**Brano estratto**:
-=-=-

Sin dalle prime pagine, ci ritroviamo immersi nei ricordi di un periodo che tutti abbiamo vissuto, ci sorprendiamo a sorridere, a rivivere emozioni che credevamo perdute o dimenticate; Attia esplora la sua e la nostra memoria, facendo sì che le sue parole agiscano su di noi come “le madeleine di Proust”. È questa la forza dell’autore, la capacità di farci immedesimare, non tanto con Issour, ma con il ragazzino e la ragazzina che siamo stati e di riportarci alla mente momenti della nostra vita e sentimenti a cui avevamo smesso di pensare, dimenticando la persona che siamo stati.

-=-=-

**Voci elencate**:

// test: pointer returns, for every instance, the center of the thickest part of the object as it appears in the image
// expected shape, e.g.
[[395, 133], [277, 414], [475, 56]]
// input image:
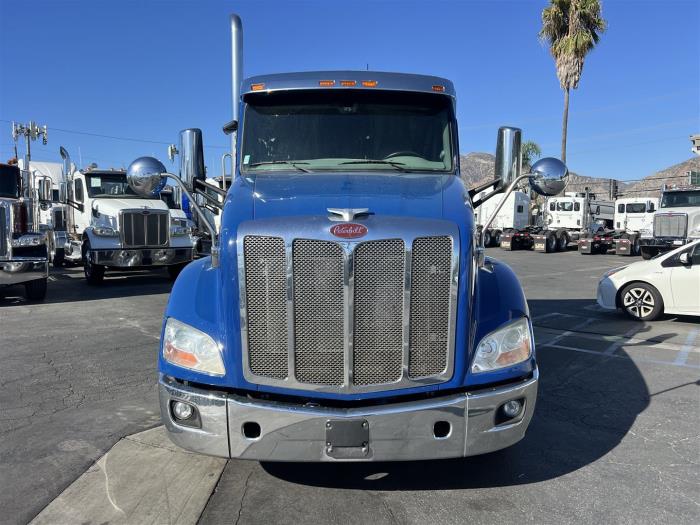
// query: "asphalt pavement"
[[614, 437]]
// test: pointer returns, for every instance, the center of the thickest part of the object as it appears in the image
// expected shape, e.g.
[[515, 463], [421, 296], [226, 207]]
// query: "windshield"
[[565, 206], [347, 130], [9, 181], [109, 185], [680, 199], [637, 207]]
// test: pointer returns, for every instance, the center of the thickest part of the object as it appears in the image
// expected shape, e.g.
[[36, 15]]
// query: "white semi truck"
[[676, 222], [514, 215], [110, 227]]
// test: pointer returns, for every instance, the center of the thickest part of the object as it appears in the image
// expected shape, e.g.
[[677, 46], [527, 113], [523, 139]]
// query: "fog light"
[[512, 408], [182, 410]]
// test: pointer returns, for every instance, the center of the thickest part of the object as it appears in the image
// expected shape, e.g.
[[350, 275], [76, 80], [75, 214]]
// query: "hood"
[[112, 206], [284, 194]]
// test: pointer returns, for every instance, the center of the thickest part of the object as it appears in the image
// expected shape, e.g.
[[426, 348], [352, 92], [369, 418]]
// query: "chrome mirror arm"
[[202, 216], [480, 248]]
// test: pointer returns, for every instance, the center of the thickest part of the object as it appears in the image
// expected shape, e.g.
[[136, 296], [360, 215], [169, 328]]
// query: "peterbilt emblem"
[[349, 230]]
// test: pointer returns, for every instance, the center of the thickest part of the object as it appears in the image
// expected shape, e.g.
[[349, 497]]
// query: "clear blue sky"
[[146, 69]]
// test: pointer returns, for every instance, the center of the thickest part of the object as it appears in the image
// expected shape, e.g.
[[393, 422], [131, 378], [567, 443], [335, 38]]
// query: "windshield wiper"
[[292, 163], [396, 165]]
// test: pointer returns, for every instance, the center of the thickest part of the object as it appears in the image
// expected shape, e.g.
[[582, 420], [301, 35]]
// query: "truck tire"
[[641, 301], [174, 270], [562, 241], [59, 258], [35, 290], [550, 243], [94, 273]]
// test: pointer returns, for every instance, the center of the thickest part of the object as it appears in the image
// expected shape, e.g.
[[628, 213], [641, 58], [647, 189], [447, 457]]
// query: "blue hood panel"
[[285, 194]]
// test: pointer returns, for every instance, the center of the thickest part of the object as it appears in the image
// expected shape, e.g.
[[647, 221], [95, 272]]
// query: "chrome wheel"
[[639, 302]]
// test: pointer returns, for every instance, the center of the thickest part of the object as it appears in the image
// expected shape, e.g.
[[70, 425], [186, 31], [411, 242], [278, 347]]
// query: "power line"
[[113, 137]]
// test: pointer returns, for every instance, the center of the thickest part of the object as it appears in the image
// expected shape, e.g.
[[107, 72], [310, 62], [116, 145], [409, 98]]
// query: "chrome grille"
[[348, 316], [144, 229], [430, 306], [3, 230], [319, 341], [266, 300], [378, 312], [671, 225], [59, 220]]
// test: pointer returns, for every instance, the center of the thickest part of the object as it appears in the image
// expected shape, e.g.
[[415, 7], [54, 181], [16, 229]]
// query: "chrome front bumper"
[[396, 432], [140, 257], [21, 271]]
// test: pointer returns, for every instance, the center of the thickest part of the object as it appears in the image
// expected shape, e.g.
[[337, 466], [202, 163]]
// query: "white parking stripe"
[[682, 356]]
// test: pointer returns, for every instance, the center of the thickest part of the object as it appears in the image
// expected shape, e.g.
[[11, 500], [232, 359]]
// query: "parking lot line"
[[682, 356]]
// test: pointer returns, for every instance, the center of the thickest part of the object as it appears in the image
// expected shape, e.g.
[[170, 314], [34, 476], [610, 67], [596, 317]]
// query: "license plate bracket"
[[347, 438]]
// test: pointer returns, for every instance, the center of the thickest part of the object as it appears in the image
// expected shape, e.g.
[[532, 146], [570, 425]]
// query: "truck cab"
[[676, 222], [112, 227], [347, 312], [23, 246]]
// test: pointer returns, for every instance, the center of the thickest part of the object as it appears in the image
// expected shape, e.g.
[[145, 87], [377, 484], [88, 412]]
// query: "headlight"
[[189, 348], [28, 240], [505, 347], [105, 231]]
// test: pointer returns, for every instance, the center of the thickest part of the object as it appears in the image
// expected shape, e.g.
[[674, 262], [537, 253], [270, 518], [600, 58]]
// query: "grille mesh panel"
[[3, 230], [318, 312], [378, 324], [139, 229], [670, 225], [266, 303], [430, 306]]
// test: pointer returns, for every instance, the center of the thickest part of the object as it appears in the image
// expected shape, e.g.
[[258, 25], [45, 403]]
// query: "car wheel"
[[641, 301]]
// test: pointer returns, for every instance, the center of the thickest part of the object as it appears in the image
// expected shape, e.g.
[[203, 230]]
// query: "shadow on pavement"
[[585, 407]]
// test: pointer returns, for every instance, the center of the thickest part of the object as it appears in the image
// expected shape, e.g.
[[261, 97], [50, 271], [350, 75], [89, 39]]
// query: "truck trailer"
[[514, 215], [347, 311]]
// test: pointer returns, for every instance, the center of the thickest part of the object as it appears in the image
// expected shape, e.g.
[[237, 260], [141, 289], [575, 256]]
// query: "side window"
[[696, 255], [79, 197]]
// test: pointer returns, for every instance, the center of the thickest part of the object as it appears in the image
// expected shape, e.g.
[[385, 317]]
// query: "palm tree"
[[529, 151], [571, 28]]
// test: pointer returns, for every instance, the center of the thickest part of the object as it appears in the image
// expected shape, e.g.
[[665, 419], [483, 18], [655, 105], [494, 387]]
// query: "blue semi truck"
[[347, 310]]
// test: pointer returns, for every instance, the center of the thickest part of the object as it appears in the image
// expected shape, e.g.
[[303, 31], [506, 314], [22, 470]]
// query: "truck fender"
[[498, 300]]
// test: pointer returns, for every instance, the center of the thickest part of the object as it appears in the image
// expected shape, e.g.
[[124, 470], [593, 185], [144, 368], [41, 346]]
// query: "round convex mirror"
[[548, 176], [144, 176]]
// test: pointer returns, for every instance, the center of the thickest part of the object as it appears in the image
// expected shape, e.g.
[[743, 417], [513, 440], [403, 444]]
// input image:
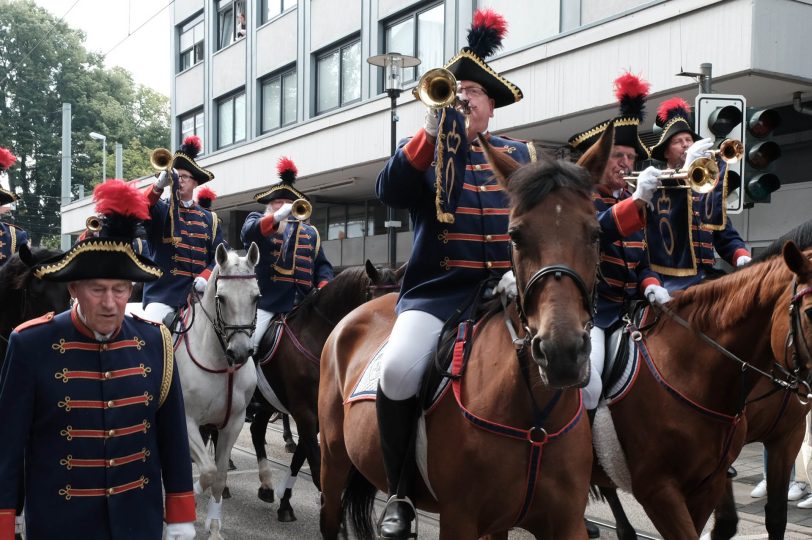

-=-=-

**Compito richiesto 1**:
Nel brano, a che cosa vengono paragonate le parole di Attia per l'effetto che hanno su chi legge?
**Compito richiesto 2**:
Riproduci i record dall'inizio fino alla riga con "[[512, 408], [182, 410]]", inclusa. Lascia fuori le immagini.
Il brano e i record provengono da fonti diverse.

**Risultato 1**:
Alle «madeleine di Proust».

**Risultato 2**:
// test: pointer returns, for every instance, the center of the thickest part of the object as it appears in the image
// expected shape, e.g.
[[395, 133], [277, 414], [475, 56]]
// input image:
// query: "asphalt pavement"
[[614, 437]]
// test: pointer returns, for every instance, the center of the thickest part of the object as it appears in the image
// expected shape, e.g.
[[515, 463], [421, 296], [226, 207]]
// query: "windshield"
[[565, 206], [347, 130], [9, 181], [109, 185], [680, 199], [637, 207]]
// test: pointer returns, for every instance, the center of the thickest part of the object as it appears in the image
// expected shape, e.g.
[[36, 15]]
// query: "white semi truck"
[[676, 222], [514, 215], [110, 227]]
// test: pointer returns, for every instance, the center of the thickest part of the object as it appears in the image
// expected shape, e.g.
[[677, 46], [527, 113], [523, 139]]
// query: "fog light"
[[512, 408], [182, 410]]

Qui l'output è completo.